======== Given entries
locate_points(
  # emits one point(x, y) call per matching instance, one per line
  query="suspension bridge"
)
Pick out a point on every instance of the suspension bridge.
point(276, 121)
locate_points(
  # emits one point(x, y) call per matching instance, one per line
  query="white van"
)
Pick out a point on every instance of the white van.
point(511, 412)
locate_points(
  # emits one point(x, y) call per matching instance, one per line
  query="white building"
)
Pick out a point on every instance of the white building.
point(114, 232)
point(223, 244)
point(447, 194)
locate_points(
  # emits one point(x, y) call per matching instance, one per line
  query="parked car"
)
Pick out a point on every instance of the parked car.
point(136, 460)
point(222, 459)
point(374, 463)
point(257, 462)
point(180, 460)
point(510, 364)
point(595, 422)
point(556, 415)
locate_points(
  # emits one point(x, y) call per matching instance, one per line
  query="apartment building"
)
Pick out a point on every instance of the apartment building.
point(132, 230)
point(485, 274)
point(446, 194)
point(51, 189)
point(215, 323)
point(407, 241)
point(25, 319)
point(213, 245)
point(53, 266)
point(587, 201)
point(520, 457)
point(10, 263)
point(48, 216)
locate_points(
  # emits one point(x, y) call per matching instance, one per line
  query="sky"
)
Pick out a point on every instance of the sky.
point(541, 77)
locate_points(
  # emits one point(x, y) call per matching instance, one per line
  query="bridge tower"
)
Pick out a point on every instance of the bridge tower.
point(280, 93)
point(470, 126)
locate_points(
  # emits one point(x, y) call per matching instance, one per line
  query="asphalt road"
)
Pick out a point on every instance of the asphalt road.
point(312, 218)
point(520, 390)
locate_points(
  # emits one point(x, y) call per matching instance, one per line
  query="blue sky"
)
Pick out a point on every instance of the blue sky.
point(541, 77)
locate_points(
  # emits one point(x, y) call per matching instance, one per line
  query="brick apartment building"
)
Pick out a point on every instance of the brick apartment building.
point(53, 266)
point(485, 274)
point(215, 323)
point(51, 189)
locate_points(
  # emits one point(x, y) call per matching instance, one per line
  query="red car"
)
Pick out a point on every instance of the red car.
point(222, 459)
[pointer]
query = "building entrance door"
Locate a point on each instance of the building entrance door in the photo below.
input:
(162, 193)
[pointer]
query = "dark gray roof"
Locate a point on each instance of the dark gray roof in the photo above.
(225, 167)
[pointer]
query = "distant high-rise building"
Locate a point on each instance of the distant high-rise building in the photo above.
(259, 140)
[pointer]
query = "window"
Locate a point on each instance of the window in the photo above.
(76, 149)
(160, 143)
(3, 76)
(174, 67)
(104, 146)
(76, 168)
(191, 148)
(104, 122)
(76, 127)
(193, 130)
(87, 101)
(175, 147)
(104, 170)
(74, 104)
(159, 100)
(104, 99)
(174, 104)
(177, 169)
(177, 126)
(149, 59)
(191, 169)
================
======== Given entries
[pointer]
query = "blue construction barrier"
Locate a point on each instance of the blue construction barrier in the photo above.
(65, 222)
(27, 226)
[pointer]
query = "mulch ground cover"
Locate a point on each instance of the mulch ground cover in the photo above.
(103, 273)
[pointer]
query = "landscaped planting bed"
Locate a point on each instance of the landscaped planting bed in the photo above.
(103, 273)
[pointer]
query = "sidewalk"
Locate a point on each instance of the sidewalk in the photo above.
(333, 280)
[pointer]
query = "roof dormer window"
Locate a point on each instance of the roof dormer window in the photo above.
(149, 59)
================
### Aim of the exercise
The answer is each line from the entries above in which the word "door" occurs.

### Solution to this problem
query = "building entrance door"
Locate a point on each instance of the building entrance door in the photo below.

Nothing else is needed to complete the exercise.